### PROBLEM DETAILS
Match the string "flowering" against each line below, and copy every line that matches.
====== GIVEN INFORMATION ======
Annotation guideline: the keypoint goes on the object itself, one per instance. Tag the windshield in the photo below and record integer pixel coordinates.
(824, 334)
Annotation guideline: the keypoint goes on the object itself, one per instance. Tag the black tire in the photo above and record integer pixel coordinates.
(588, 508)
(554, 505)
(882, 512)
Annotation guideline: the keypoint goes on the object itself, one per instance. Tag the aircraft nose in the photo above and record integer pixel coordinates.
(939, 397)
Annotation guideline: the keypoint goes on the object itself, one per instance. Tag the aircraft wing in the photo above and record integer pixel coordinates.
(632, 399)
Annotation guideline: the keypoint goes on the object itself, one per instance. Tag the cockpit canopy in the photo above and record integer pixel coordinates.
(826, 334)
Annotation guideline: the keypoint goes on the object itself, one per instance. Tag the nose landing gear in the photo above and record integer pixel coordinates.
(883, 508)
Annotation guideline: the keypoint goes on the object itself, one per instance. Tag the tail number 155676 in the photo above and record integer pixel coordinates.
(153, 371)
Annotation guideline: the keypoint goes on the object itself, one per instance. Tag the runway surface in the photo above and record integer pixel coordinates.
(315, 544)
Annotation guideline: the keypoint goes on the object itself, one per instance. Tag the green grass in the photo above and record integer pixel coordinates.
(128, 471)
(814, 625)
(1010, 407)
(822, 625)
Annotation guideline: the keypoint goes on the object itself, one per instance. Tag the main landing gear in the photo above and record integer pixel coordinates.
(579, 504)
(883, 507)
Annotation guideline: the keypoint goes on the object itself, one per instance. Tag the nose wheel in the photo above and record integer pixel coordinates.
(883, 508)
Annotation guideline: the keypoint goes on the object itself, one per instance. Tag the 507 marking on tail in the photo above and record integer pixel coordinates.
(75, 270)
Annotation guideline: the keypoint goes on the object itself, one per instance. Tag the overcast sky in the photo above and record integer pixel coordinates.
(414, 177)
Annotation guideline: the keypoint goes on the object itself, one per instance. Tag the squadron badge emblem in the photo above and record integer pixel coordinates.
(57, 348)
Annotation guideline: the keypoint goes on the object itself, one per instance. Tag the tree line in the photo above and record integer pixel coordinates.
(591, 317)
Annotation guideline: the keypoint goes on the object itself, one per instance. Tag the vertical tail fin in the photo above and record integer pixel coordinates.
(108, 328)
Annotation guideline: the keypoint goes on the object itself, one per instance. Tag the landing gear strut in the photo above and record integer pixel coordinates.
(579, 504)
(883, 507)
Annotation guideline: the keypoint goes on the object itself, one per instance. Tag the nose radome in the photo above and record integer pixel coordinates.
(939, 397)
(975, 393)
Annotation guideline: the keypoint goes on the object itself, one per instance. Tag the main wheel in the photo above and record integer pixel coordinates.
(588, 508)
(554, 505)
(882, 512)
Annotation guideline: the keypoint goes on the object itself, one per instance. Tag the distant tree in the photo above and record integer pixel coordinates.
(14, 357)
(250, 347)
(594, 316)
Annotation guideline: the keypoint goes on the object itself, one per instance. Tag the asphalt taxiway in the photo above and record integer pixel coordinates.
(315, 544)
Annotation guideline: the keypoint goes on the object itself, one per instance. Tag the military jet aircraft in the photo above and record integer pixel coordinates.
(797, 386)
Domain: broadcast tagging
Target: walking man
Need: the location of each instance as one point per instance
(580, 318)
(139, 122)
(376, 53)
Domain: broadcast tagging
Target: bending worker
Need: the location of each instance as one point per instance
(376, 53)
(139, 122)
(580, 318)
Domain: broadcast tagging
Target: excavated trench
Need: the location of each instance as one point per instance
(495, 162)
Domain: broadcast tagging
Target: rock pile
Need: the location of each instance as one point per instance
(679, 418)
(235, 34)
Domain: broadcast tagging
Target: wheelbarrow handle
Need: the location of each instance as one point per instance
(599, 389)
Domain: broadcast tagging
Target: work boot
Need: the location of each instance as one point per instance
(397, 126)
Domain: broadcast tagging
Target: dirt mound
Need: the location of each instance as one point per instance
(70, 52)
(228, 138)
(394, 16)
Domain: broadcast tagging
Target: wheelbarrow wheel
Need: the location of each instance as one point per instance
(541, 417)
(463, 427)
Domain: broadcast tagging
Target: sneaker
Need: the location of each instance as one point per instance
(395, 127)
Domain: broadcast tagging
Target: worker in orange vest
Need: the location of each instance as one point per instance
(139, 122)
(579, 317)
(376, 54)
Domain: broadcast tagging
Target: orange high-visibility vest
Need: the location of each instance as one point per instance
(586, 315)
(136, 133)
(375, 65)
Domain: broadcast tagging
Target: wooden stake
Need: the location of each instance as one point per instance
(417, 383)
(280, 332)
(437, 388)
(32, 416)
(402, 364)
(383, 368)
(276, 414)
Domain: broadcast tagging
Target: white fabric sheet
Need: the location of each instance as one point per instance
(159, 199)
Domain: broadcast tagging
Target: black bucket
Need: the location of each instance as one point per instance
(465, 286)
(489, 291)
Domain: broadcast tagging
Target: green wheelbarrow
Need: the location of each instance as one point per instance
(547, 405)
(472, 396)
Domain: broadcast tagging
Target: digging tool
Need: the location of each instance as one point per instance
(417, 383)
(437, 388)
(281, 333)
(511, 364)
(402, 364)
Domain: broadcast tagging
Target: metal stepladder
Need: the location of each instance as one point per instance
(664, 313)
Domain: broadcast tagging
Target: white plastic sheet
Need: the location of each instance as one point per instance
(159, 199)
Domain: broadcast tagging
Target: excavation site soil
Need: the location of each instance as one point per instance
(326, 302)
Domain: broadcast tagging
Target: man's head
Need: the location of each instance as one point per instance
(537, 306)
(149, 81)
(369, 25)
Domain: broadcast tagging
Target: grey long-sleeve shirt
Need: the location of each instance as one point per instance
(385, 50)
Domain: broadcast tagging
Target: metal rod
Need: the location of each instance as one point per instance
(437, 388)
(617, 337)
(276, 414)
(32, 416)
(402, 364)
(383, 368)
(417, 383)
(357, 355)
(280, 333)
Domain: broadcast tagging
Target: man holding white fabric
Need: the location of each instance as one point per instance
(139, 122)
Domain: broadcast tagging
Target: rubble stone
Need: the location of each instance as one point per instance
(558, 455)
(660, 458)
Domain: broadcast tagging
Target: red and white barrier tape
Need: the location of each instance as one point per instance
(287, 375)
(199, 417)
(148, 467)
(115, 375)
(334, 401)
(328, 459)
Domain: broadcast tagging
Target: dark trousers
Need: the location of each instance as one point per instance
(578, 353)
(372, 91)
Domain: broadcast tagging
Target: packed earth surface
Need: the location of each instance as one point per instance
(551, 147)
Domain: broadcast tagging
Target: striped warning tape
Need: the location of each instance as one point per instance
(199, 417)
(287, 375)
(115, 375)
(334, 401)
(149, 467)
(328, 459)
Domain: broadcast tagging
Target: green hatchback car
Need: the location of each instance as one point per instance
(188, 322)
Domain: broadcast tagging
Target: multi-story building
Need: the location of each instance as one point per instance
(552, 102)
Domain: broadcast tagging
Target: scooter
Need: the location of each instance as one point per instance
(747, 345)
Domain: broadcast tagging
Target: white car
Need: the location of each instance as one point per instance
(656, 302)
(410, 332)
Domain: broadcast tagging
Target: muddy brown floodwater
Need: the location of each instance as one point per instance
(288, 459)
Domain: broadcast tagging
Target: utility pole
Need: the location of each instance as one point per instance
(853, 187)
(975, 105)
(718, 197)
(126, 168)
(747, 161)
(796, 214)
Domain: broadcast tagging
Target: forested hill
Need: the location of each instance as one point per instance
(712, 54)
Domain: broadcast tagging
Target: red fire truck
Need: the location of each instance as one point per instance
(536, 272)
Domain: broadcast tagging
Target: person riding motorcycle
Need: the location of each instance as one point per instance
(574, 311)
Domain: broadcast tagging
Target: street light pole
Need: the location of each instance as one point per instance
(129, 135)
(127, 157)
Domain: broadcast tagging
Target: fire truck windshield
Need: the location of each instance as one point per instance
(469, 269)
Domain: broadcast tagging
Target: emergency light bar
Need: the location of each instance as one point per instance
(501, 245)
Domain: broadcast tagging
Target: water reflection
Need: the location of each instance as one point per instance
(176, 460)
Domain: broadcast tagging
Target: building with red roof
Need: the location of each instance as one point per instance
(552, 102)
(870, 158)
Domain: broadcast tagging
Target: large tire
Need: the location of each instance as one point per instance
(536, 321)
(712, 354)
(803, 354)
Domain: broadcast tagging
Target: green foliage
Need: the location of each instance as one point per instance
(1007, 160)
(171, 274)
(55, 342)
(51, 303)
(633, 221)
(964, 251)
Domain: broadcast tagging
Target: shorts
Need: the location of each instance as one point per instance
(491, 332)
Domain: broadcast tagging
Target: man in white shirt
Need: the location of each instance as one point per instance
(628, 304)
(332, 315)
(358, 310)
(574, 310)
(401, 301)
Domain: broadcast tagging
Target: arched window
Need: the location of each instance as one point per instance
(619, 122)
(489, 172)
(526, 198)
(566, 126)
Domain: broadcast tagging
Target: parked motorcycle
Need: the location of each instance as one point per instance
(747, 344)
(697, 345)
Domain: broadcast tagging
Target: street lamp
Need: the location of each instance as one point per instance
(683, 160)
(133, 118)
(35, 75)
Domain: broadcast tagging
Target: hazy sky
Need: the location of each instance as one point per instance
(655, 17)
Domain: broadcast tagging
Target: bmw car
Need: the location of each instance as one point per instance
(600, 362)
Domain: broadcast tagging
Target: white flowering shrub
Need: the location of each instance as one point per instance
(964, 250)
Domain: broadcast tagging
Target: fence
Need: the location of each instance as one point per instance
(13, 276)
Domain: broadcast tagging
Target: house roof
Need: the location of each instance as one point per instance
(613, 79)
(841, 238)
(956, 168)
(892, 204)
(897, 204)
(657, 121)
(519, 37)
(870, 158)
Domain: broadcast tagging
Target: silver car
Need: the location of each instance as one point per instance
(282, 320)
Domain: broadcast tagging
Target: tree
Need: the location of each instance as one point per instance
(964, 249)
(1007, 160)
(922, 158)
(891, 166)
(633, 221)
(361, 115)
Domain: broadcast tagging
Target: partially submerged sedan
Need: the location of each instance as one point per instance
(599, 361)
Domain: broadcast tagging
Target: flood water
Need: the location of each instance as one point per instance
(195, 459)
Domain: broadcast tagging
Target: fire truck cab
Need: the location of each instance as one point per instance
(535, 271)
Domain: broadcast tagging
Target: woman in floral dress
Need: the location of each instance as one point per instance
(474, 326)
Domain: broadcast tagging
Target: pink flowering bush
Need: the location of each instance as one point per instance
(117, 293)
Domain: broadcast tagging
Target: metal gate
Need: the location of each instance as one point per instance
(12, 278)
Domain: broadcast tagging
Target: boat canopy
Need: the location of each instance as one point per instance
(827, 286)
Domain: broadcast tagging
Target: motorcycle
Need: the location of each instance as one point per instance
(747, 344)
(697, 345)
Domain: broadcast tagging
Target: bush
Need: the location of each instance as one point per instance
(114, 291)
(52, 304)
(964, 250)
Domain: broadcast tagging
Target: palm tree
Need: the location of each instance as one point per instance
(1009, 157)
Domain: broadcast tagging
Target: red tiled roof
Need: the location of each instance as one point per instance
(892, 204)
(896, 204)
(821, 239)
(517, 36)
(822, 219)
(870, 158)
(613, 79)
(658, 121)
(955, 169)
======
### FINAL ANSWER
Target: white flowering shrub
Target: pink flowering bush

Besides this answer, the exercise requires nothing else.